◆ **PASSAGE**
The position here is that change is always unpredictable. Therefore, at any point in time an asserted belief in what is happening, what interests are, etc, is asserted to be provisional, changeable and so flexible. This gives more control over beliefs – what is said to be the change pattern is deemed unstable, changeable, ‘true-for-somebody but not necessarily everybody’ and so on.

This is reflected in changes in learning processes, which shift training and reflection down towards activities (and so towards local expertise and away from generalists):

ST {strategy testing – AF} is a time and labor intensive process for program staff. Unlike some of the more conventional monitoring techniques, ST cannot be delegated to monitoring and evaluation (M&E) officers. It requires program teams to dedicate significant blocks of time away from their day-to-day work and make a serious commitment to critical reflection, discussion, and documentation. [15]

This means that INGOs and others can now argue that if DFAT can disburse to The Asia Foundation on the assumption of ‘Type II’ contexts, then, if they can make the argument that their context is important and ‘Type II’, they should be allowed to proceed accordingly. 

Are they clearly solved, and if so how?


Thus, I think that the process of learning how formally to organise in ‘II/II’ ways has now started, and people like me can ask people like The Asia Foundation, and the DFAT officials who managed them, how they did it. Since this means (as the JICA evaluation did – here) that DAC members in effect walk around DAC doctrine, formal experience is now accumulating. For me the key issue is deeming a context unpredictable – ‘Type II’.

Evaluations of such activities will then assume that one is managing beliefs and reporting them in relevant ways; this is not complex. Officials sign-off on projects based upon their acceptance of narrative evaluations.

◆ **WHAT YOU HAVE TO DO**
Quote the passage on aid programs in unpredictable contexts in full, word for word. You won't need the material that comes next.

◆ **LISTED RECORDS**
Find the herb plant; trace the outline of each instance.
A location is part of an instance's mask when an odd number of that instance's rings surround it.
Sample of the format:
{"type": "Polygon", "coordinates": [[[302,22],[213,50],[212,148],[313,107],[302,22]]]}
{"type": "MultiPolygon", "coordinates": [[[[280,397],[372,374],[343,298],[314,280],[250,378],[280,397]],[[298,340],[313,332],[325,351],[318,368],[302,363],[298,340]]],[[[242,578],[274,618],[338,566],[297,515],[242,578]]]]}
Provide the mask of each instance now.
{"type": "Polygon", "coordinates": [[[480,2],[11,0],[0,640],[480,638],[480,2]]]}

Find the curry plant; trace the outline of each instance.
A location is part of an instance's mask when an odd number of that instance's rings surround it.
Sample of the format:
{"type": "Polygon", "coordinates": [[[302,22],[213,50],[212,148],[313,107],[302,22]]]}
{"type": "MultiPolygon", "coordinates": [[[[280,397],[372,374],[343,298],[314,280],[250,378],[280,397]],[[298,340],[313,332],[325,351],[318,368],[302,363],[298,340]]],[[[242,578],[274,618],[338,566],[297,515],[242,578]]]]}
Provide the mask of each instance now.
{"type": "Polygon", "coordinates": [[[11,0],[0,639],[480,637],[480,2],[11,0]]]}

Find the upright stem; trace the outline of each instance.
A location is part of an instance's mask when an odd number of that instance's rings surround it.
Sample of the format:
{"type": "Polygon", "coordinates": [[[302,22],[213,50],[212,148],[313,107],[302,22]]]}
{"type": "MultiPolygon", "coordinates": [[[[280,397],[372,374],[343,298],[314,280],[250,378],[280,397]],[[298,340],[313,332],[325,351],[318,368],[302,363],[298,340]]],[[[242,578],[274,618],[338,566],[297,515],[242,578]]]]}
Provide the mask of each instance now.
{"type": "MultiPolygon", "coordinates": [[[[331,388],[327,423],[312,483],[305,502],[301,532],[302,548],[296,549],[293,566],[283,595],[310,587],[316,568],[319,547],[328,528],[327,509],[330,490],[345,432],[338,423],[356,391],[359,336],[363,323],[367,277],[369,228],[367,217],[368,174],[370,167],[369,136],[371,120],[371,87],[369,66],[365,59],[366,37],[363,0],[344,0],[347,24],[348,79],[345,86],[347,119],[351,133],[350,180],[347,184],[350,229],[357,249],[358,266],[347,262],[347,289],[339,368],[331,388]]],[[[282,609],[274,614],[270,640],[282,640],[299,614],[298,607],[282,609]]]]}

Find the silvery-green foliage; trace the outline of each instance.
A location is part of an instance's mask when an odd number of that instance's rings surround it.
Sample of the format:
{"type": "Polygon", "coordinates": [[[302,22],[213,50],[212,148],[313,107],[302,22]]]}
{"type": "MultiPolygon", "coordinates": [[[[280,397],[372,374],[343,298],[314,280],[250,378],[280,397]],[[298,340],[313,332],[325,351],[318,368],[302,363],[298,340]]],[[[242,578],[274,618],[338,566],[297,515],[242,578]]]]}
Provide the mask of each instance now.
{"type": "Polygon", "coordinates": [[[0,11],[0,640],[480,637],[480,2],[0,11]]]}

◆ **RESPONSE TO THIS TASK**
The position here is that change is always unpredictable. Therefore, at any point in time an asserted belief in what is happening, what interests are, etc, is asserted to be provisional, changeable and so flexible. This gives more control over beliefs – what is said to be the change pattern is deemed unstable, changeable, ‘true-for-somebody but not necessarily everybody’ and so on.

This is reflected in changes in learning processes, which shift training and reflection down towards activities (and so towards local expertise and away from generalists):

ST {strategy testing – AF} is a time and labor intensive process for program staff. Unlike some of the more conventional monitoring techniques, ST cannot be delegated to monitoring and evaluation (M&E) officers. It requires program teams to dedicate significant blocks of time away from their day-to-day work and make a serious commitment to critical reflection, discussion, and documentation. [15]

This means that INGOs and others can now argue that if DFAT can disburse to The Asia Foundation on the assumption of ‘Type II’ contexts, then, if they can make the argument that their context is important and ‘Type II’, they should be allowed to proceed accordingly. 

Are they clearly solved, and if so how?


Thus, I think that the process of learning how formally to organise in ‘II/II’ ways has now started, and people like me can ask people like The Asia Foundation, and the DFAT officials who managed them, how they did it. Since this means (as the JICA evaluation did – here) that DAC members in effect walk around DAC doctrine, formal experience is now accumulating. For me the key issue is deeming a context unpredictable – ‘Type II’.

Evaluations of such activities will then assume that one is managing beliefs and reporting them in relevant ways; this is not complex. Officials sign-off on projects based upon their acceptance of narrative evaluations.